(Document excerpt)
___

For anyone who lives in a suburb, here’s a familiar sight: at least one member of a family no longer commuting to work but instead getting the kids off to school and then trolling the Internet for jobs.

A report released Thursday by the Brookings Institution finds this isn’t happening just in your neighborhood, but all around the United States in many of the top 100 metro areas.

Over the year ending in May, Brookings found that suburban areas have felt the effects of the recession just as much – if not more in some cases – than urban areas. Out of 100 metro areas, 75 saw their suburban unemployed population grow faster than those in the urban areas. The economic situation is even worse for the outer bedroom communities, known as the exurbs.

Exurbs hardest hit

“The exurbs have been hit the hardest among suburbs,” says Elizabeth Kneebone, senior research analyst at Brookings’s Metropolitan Policy Program in Washington.

Ms. Kneebone, coauthor of the report "Landscape of Recession," says it’s useful to understand who has been affected by the recession. “There are implications for policy,” she says.

For example, Kneebone’s research finds fewer people in the suburbs applying for the Supplemental Nutrition Assistance Program (SNAP, formerly known as the Food Stamp Program). “As the SNAP data shows, we may not be equipped to deal with the growing population trying to weather the recession in the suburbs,” she says. “We have to make sure people are adequately reached by these services.”

Not like the last recession

The spreading of the recession to the suburbs marks a departure from the last recession in 2001, when more of the economic damage was in the urban core. Back then, unemployment in the cities was 1.7 percentage points higher than in the suburbs. But in this recession, the difference between city and suburban unemployment rates is less than one percentage point.

“It shows the negative impacts of the recession are affecting cities and suburbs alike,” says Kneebone.

Although every metro area is different, Kneebone says one reason that the recession stress is higher in the suburbs is because more lower-income people have moved there in recent years.

Some suburbs also have more links to the construction and real estate business. For example, in the Fort Myers-Cape Coral, Fla., area some 24 percent of jobs are related to real estate. The unemployment rate there is 12.4 percent.

Some suburbs worse off than cities

In some suburbs, the economic conditions may be even worse than the cities. That’s the case in Cincinnati. In May, the unemployment rate there was 8.8 percent, compared with 9.5 percent in the suburbs. And the rate of change was almost one full percentage point faster in the suburbs.

___

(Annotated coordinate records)
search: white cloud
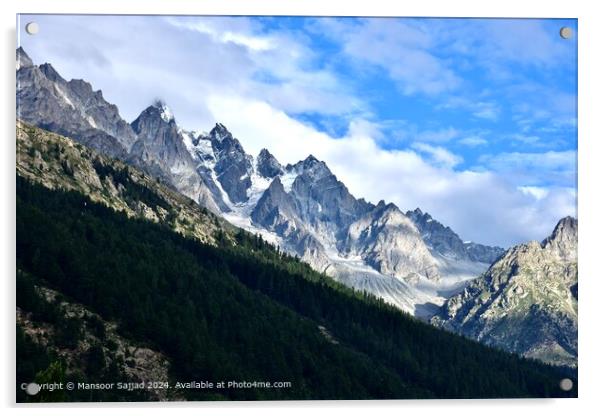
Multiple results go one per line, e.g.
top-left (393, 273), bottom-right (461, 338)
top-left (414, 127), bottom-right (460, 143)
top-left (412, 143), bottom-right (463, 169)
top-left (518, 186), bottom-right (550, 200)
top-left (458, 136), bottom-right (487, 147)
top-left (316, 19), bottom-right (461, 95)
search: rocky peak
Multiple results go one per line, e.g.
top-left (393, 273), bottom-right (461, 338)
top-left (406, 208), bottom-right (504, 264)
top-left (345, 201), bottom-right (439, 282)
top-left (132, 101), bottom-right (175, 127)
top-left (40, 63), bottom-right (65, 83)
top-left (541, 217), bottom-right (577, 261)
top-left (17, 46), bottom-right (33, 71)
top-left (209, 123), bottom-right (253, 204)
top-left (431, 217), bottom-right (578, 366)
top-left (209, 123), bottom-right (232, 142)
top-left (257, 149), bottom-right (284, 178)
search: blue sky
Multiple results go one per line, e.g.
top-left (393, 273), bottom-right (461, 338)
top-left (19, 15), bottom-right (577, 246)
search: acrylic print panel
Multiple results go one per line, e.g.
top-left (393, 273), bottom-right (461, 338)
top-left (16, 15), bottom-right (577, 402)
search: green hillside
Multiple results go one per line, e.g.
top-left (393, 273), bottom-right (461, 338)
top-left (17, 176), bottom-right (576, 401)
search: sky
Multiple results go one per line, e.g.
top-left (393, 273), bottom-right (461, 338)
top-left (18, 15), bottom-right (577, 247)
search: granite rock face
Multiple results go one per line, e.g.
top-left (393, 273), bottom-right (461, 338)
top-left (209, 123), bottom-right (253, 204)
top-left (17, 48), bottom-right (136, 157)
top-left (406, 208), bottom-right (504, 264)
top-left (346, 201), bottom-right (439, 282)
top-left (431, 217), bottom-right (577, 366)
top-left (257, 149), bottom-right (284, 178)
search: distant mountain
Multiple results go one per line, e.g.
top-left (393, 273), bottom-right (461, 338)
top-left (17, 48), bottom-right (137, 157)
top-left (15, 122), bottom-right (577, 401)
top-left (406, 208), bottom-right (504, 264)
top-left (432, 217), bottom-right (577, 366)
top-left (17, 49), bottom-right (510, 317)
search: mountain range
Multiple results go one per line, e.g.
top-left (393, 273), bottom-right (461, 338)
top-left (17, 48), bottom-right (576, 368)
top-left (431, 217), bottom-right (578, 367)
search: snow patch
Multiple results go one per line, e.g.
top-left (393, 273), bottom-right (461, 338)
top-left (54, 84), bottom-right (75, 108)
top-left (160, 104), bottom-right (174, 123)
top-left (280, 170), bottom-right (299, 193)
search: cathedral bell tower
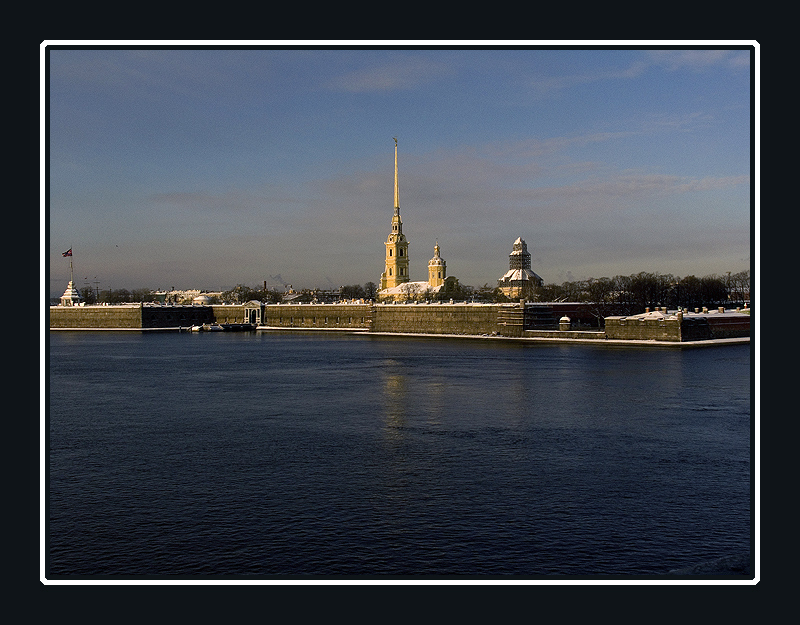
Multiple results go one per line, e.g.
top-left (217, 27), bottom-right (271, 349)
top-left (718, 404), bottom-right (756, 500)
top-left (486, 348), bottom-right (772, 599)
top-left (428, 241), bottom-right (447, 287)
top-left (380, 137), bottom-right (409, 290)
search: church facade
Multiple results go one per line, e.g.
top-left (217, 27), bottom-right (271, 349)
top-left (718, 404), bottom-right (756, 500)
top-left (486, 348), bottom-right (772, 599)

___

(Required work)
1 – Please reproduce the passage of the suburban unemployment article between "Some suburbs worse" and "faster in the suburbs.", inclusive, word for word.
2 – According to the suburban unemployment article, by how many percentage points did city unemployment exceed suburban unemployment during the 2001 recession?

(The replies)
1 –
Some suburbs worse off than cities

In some suburbs, the economic conditions may be even worse than the cities. That’s the case in Cincinnati. In May, the unemployment rate there was 8.8 percent, compared with 9.5 percent in the suburbs. And the rate of change was almost one full percentage point faster in the suburbs.

2 – 1.7 percentage points